WHAT IS EXPECTED:
Using the records below, repeat exactly the lines from the one holding "Target: trimmed hedge" through the one holding "pixel 633 81", both ends included, and no others.

MATERIAL SHOWN:
***

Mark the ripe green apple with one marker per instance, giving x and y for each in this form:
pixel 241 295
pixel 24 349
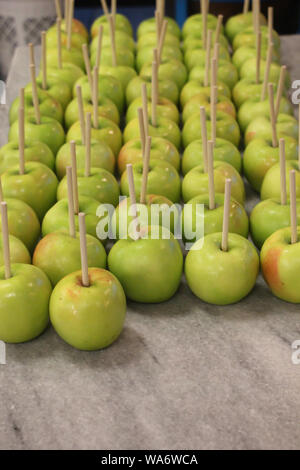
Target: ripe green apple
pixel 227 128
pixel 149 269
pixel 213 218
pixel 49 131
pixel 58 254
pixel 35 152
pixel 88 318
pixel 164 128
pixel 222 277
pixel 161 149
pixel 260 156
pixel 107 132
pixel 166 89
pixel 101 157
pixel 23 222
pixel 37 187
pixel 100 185
pixel 165 109
pixel 57 218
pixel 163 180
pixel 280 265
pixel 195 182
pixel 271 188
pixel 269 216
pixel 24 301
pixel 106 108
pixel 224 151
pixel 260 127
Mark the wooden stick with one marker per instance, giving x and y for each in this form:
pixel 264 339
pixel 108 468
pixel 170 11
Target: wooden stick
pixel 81 112
pixel 87 170
pixel 272 115
pixel 35 95
pixel 207 57
pixel 72 229
pixel 224 244
pixel 74 176
pixel 5 240
pixel 204 136
pixel 280 89
pixel 146 159
pixel 83 250
pixel 210 168
pixel 293 206
pixel 283 194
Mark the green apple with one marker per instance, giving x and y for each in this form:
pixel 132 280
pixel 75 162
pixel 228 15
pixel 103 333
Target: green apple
pixel 58 254
pixel 106 108
pixel 260 128
pixel 100 185
pixel 24 303
pixel 271 185
pixel 161 149
pixel 164 109
pixel 195 182
pixel 269 216
pixel 37 187
pixel 149 269
pixel 213 218
pixel 88 318
pixel 163 180
pixel 49 131
pixel 166 89
pixel 35 152
pixel 23 222
pixel 222 277
pixel 280 265
pixel 101 157
pixel 164 128
pixel 260 156
pixel 107 132
pixel 226 127
pixel 224 151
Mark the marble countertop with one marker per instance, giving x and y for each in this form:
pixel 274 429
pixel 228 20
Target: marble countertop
pixel 183 375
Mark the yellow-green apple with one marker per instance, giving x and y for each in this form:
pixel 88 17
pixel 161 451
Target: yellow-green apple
pixel 222 277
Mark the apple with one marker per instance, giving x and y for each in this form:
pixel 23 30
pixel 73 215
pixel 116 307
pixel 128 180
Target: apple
pixel 149 269
pixel 260 156
pixel 107 132
pixel 227 128
pixel 24 303
pixel 49 131
pixel 165 128
pixel 280 265
pixel 271 189
pixel 106 108
pixel 166 89
pixel 269 216
pixel 165 109
pixel 88 318
pixel 101 157
pixel 23 222
pixel 222 277
pixel 37 187
pixel 35 152
pixel 224 151
pixel 213 218
pixel 163 180
pixel 260 127
pixel 161 149
pixel 58 254
pixel 195 182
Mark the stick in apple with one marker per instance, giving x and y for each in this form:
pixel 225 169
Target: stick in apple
pixel 5 240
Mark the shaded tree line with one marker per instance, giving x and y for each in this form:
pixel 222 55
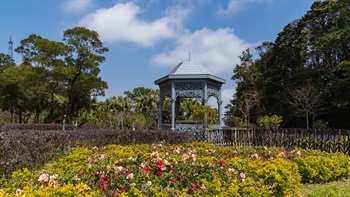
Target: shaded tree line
pixel 54 79
pixel 62 78
pixel 303 76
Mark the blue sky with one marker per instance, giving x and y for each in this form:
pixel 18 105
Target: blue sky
pixel 147 38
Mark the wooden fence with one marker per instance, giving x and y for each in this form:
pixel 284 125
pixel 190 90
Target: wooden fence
pixel 326 140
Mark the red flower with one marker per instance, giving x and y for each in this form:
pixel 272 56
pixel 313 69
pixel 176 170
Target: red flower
pixel 147 170
pixel 222 162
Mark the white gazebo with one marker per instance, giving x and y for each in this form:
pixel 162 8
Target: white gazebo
pixel 189 80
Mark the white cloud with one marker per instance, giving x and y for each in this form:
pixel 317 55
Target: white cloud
pixel 217 50
pixel 76 5
pixel 121 23
pixel 234 6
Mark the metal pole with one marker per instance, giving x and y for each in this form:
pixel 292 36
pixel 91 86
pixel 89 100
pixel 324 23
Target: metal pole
pixel 63 129
pixel 64 123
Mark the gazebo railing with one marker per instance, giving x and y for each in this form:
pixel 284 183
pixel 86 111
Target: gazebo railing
pixel 330 140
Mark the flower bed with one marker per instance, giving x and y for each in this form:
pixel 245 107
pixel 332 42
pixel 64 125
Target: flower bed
pixel 177 170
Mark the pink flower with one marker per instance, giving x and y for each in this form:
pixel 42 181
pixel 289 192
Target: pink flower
pixel 242 175
pixel 222 162
pixel 231 170
pixel 159 164
pixel 147 170
pixel 44 178
pixel 149 183
pixel 130 176
pixel 254 156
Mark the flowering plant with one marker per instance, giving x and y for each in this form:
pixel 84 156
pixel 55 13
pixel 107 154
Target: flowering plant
pixel 170 170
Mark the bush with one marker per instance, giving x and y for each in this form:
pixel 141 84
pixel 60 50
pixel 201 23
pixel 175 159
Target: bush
pixel 158 170
pixel 33 148
pixel 33 126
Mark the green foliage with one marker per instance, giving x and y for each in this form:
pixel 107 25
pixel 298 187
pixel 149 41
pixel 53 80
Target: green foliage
pixel 320 167
pixel 33 148
pixel 271 122
pixel 313 50
pixel 320 124
pixel 205 114
pixel 160 170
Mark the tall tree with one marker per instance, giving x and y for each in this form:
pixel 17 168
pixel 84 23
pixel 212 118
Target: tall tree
pixel 84 57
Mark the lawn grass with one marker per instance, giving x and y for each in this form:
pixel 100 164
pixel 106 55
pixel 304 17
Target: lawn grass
pixel 339 188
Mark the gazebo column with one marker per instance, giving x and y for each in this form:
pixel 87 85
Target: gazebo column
pixel 204 101
pixel 160 118
pixel 173 100
pixel 177 109
pixel 220 110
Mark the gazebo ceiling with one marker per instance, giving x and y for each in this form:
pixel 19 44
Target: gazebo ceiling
pixel 189 70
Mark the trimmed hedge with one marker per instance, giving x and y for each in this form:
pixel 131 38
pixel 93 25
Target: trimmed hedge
pixel 33 126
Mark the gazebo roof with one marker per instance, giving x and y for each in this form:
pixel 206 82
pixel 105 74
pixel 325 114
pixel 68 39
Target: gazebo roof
pixel 190 70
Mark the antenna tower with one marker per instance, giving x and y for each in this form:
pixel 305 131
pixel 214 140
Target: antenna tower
pixel 10 52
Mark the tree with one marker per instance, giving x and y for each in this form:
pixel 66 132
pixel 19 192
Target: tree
pixel 145 101
pixel 314 48
pixel 306 101
pixel 83 60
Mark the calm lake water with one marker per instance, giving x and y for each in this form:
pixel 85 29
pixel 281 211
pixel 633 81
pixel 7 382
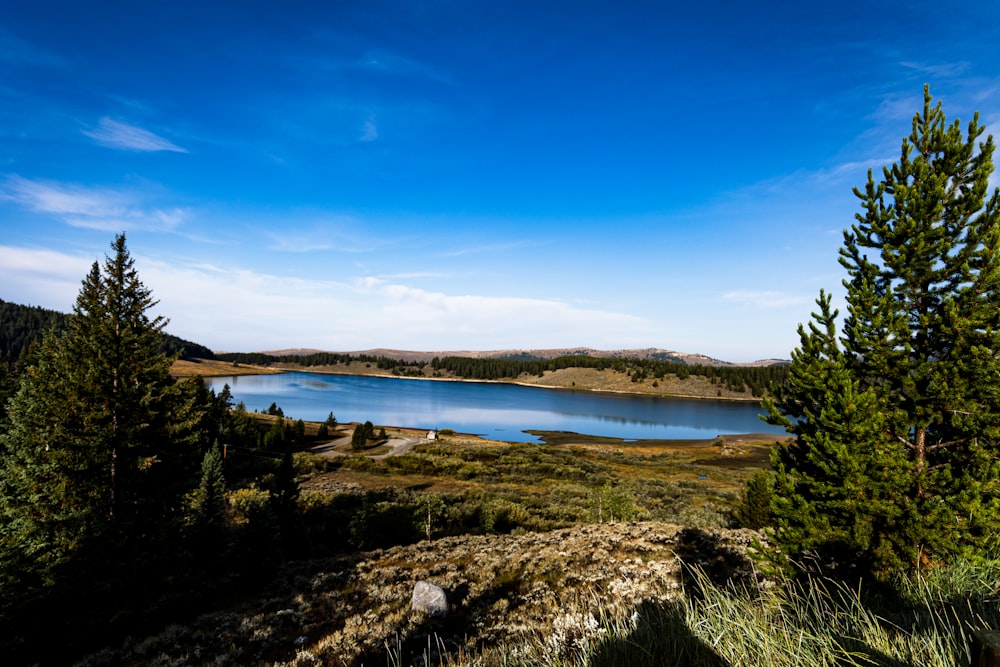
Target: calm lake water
pixel 493 410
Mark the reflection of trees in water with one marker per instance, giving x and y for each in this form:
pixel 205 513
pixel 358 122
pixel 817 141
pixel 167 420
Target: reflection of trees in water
pixel 490 409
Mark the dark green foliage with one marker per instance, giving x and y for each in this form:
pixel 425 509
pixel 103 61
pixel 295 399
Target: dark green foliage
pixel 20 326
pixel 736 378
pixel 208 509
pixel 895 464
pixel 100 450
pixel 754 510
pixel 284 503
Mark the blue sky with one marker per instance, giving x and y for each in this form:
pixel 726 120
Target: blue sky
pixel 466 175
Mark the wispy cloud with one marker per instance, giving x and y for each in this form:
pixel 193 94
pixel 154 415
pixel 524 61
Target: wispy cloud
pixel 386 62
pixel 764 299
pixel 369 132
pixel 938 69
pixel 17 51
pixel 263 311
pixel 40 277
pixel 492 248
pixel 103 209
pixel 116 134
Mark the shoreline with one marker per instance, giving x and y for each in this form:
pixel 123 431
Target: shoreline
pixel 274 370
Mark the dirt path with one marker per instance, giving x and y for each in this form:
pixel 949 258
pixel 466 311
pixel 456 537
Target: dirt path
pixel 396 446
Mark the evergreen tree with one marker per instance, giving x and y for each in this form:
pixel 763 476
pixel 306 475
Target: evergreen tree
pixel 897 423
pixel 208 506
pixel 88 472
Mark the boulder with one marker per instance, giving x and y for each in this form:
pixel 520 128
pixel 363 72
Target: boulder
pixel 429 599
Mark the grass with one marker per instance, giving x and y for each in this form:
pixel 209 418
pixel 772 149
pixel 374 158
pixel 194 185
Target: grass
pixel 811 622
pixel 529 543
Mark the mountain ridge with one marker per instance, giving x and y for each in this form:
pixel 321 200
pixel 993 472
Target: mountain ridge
pixel 659 354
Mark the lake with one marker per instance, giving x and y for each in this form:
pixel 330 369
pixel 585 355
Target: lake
pixel 493 410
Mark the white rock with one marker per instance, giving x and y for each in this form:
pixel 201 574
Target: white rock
pixel 429 599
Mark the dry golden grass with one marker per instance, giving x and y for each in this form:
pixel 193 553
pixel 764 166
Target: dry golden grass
pixel 183 368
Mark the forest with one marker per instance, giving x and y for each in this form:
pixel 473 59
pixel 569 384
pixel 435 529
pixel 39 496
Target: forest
pixel 756 379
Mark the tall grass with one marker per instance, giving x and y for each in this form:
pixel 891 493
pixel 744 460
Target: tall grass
pixel 928 622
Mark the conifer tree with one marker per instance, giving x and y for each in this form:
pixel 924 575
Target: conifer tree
pixel 89 462
pixel 897 422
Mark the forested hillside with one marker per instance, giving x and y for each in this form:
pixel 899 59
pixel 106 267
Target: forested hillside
pixel 21 325
pixel 755 379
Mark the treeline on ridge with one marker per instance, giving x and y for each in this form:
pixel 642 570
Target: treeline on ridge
pixel 21 325
pixel 755 379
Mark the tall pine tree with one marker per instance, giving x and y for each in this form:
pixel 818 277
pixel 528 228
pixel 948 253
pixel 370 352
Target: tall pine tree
pixel 897 422
pixel 90 464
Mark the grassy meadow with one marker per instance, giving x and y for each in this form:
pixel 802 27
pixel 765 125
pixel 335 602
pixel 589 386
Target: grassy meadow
pixel 576 551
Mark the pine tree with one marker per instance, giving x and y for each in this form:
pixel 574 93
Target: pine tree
pixel 897 423
pixel 89 465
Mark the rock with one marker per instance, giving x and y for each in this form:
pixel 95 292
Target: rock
pixel 429 599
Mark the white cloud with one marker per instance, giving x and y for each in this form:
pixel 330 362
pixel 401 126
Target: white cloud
pixel 115 134
pixel 244 310
pixel 938 70
pixel 102 209
pixel 38 277
pixel 764 299
pixel 370 131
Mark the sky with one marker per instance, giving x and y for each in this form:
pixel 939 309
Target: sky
pixel 464 175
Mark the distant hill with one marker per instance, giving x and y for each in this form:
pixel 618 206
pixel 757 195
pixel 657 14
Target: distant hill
pixel 21 325
pixel 655 354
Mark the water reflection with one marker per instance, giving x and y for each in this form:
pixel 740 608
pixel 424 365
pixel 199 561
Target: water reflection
pixel 497 410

***

WRITTEN RESPONSE:
Target: trimmed hedge
pixel 33 126
Mark the gazebo roof with one marker per instance, giving x and y for each in this form:
pixel 206 82
pixel 105 74
pixel 325 114
pixel 68 39
Target: gazebo roof
pixel 190 70
Mark the antenna tower with one marker per instance, giving x and y for each in this form:
pixel 305 131
pixel 214 140
Target: antenna tower
pixel 10 52
Mark the tree with one marker per instance, giving x and y for each in this form:
pixel 66 132
pixel 19 192
Target: tree
pixel 145 101
pixel 314 48
pixel 306 101
pixel 83 60
Mark the calm lake water with one marker per instance, giving x and y for each in this form:
pixel 85 29
pixel 281 211
pixel 633 81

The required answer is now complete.